Columnas de opinión
Libertad de expresión, no licencia para injuriar

Soy periodista y demócrata. Por eso defiendo y defenderé siempre y con vehemencia la libertad de prensa, el pensamiento independiente y nuestros derechos a expresarnos sin ataduras, a informar y recibir información veraz e imparcial, y a no ser censurados. Sin embargo, preocupa mucho que, abusando de estas libertades, se desinforme, se tergiverse sobre los contradictores, se destruyan reputaciones y se condene públicamente a quienes no han sido vencidos en juicio. Esto es mucho más grave cuando la víctima de las infamias es un niño, cuando se presenta a una persona o un grupo como enemigo o amenaza de toda la sociedad, cuando se fomentan o defienden formas injustificables de discriminación, cuando se promueve o no se condena la violencia.
Innumerables son los incidentes recientes de abuso del derecho a difundir el pensamiento y los casos en que opiniones o mentiras son presentadas como informaciones ciertas y objetivas. Dos ejemplos nacionales y uno internacional son dicientes.
Hace unos días, un bloguero afirmó, en un artículo que tituló “La banda de los Gnecco”, que la familia política de la periodista Vicky Dávila es una asociación criminal. No fue simplemente una acusación temeraria contra toda una familia; fue, además, un ataque contra el hijo de la periodista de ocho años, quien, de acuerdo con el autor, sería parte de la «cuarta generación del clan Gnecco».
La opinión pública también conoce el supuesto discurso en redes según el cual el Centro Democrático es un “partido de paramilitares y mafiosos, un grupo político cuyo líder es un “genocida”. Estas mentiras son armas de difamadores profesionales que no entienden, o poco les importa, que la libertad de expresión no es licencia para injuriar y calumniar, para estigmatizar al rival; son instrumentos para evitar el debate de tesis y programas, para eludir la confrontación de ideas y realizaciones políticas. Ante la precariedad de los propios argumentos se recurre a un lenguaje que criminaliza al opositor y es generador de violencia. Y por esta vía hemos llegado, triste decirlo, al discurso de odio en Colombia.

### Datos almacenados
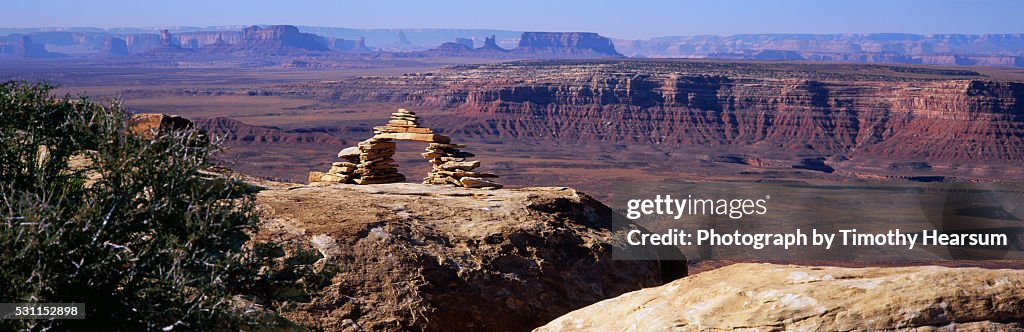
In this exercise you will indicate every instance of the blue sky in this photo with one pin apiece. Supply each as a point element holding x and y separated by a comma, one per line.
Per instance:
<point>614,18</point>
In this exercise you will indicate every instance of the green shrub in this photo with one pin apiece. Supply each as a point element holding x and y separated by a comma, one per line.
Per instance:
<point>126,225</point>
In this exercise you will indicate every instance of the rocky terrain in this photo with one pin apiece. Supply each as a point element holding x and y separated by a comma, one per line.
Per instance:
<point>404,256</point>
<point>849,120</point>
<point>768,297</point>
<point>949,49</point>
<point>291,45</point>
<point>995,49</point>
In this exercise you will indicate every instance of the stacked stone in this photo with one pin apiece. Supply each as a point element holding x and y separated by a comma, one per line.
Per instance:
<point>376,164</point>
<point>341,172</point>
<point>371,162</point>
<point>450,166</point>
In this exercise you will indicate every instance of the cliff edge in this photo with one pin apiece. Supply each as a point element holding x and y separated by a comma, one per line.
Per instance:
<point>769,297</point>
<point>408,256</point>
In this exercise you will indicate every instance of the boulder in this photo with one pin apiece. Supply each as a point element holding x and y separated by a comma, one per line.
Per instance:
<point>147,125</point>
<point>770,297</point>
<point>408,256</point>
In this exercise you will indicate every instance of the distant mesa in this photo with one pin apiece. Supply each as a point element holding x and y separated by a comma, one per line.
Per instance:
<point>489,44</point>
<point>280,38</point>
<point>465,41</point>
<point>402,40</point>
<point>345,45</point>
<point>23,46</point>
<point>574,44</point>
<point>537,45</point>
<point>115,46</point>
<point>454,48</point>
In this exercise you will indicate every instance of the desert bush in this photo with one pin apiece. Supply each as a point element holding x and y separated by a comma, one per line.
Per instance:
<point>91,214</point>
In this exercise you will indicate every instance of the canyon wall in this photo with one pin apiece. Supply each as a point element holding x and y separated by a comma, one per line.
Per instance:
<point>855,118</point>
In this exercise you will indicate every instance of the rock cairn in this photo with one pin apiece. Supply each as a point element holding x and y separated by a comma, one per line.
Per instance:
<point>372,160</point>
<point>450,166</point>
<point>376,164</point>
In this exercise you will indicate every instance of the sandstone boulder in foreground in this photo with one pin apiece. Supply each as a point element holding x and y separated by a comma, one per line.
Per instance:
<point>769,297</point>
<point>407,256</point>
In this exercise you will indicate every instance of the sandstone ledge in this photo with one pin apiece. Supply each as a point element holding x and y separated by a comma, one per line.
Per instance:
<point>409,256</point>
<point>769,297</point>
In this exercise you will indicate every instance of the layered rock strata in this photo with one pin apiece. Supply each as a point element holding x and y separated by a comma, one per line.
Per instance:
<point>418,257</point>
<point>769,297</point>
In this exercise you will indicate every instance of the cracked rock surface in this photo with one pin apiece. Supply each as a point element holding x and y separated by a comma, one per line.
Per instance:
<point>771,297</point>
<point>410,256</point>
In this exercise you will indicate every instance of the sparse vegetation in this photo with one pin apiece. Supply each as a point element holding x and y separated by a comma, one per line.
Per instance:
<point>91,214</point>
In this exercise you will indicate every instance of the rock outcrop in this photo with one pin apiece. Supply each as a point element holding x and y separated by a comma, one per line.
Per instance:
<point>859,118</point>
<point>279,38</point>
<point>345,45</point>
<point>491,44</point>
<point>406,256</point>
<point>465,41</point>
<point>994,49</point>
<point>566,45</point>
<point>767,297</point>
<point>115,46</point>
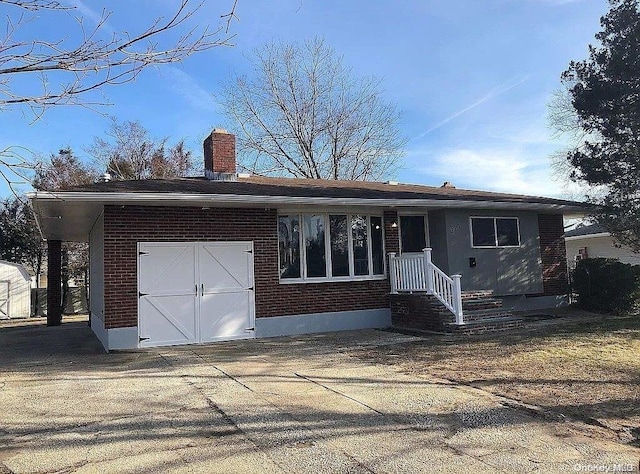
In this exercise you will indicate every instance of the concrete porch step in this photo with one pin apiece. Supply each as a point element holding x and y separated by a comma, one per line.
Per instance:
<point>475,294</point>
<point>481,303</point>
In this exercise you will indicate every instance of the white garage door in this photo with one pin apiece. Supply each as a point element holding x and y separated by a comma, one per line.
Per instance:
<point>192,292</point>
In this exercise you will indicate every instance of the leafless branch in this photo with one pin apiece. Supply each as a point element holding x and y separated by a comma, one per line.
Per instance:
<point>301,113</point>
<point>68,72</point>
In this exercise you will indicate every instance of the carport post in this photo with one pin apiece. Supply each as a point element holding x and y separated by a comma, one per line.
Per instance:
<point>54,282</point>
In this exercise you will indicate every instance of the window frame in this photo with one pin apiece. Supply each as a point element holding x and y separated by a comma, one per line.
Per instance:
<point>495,232</point>
<point>327,243</point>
<point>427,238</point>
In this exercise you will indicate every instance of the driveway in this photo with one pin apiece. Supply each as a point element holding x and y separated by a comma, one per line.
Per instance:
<point>298,404</point>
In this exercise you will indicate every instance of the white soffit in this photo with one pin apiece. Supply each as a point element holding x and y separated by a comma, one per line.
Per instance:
<point>70,215</point>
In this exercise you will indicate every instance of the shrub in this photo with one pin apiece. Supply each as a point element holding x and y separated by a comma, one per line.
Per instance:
<point>604,284</point>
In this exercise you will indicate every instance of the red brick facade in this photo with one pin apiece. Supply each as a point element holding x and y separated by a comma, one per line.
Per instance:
<point>125,226</point>
<point>220,152</point>
<point>553,252</point>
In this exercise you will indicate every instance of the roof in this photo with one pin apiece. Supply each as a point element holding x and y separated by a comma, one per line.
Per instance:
<point>21,268</point>
<point>296,187</point>
<point>69,214</point>
<point>590,230</point>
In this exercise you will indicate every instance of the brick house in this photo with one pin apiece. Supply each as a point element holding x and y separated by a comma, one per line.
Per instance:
<point>230,256</point>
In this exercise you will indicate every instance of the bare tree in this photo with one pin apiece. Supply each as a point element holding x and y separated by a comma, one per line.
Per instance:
<point>303,113</point>
<point>129,152</point>
<point>39,73</point>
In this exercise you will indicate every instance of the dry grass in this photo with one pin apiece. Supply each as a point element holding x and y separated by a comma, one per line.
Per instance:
<point>589,371</point>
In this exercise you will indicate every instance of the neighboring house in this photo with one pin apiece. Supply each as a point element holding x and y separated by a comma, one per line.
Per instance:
<point>592,241</point>
<point>15,291</point>
<point>229,256</point>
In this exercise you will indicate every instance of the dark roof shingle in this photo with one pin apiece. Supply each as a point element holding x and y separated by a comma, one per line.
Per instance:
<point>296,187</point>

### Tareas del ejercicio
A) Indica si cada afirmación concuerda con la columna sobre la libertad de expresión y cita las palabras exactas que lo deciden: (i) el bloguero tituló su artículo "La banda de los Gnecco"; (ii) el hijo de la periodista tiene diez años; (iii) la columna presenta tres ejemplos nacionales.
B) Prolonga la columna sobre la libertad de expresión a partir de su última oración.
Los ítems no intervienen en este ejercicio.

### Resultados del ejercicio
A)
(i) Sí: «en un artículo que tituló “La banda de los Gnecco”».
(ii) No: «el hijo de la periodista de ocho años».
(iii) No: «Dos ejemplos nacionales y uno internacional son dicientes».

B)
Los riesgos del discurso de odio son enormes en el mundo contemporáneo, en el que millones de individuos tenemos la capacidad de “viralizar” mensajes a través de las redes sociales. De ahí el boicot de grandes marcas contra unas redes sociales para que actúe contra el contenido tóxico. El peligro del discurso de odio para la vigencia y calidad de nuestra democracia y los derechos humanos, grande e innegable, ha sido, en efecto, advertido mundialmente.
Es momento, por tanto, de iniciar una reflexión seria y abierta en la que discutamos los límites de la libertad de expresión. No se trata de caer en la corrección política y la autocensura. No. Es cuestión de reconocer que el ejercicio de nuestros derechos conlleva responsabilidades, como la obligación de atender el más importante de los deberes humanos: respetar los derechos de los demás, entre ellos la dignidad de toda persona sin distinción, su honra y buen nombre, el debido proceso y la presunción de inocencia, el interés superior o prevalencia de los derechos de los niños.
Tener ciudadanos bien informados y respetuosos de las reglas de la democracia, ciudadanos decentes que tramitamos nuestros desacuerdos sin apelar al epíteto o a la inquisición pública del adversario, es un objetivo común de todos los colombianos decentes. Un acuerdo multipartidista debe llevar al Congreso de la República a tomarse muy en serio esta preocupación.
Encima. No defendemos indulgencias para integrantes de la Fuerza Pública involucrados en delitos, así como no defendemos impunidad para asesinos, secuestradores, reclutadores y violadores de niños. Defendemos otra cosa: la justicia para todos.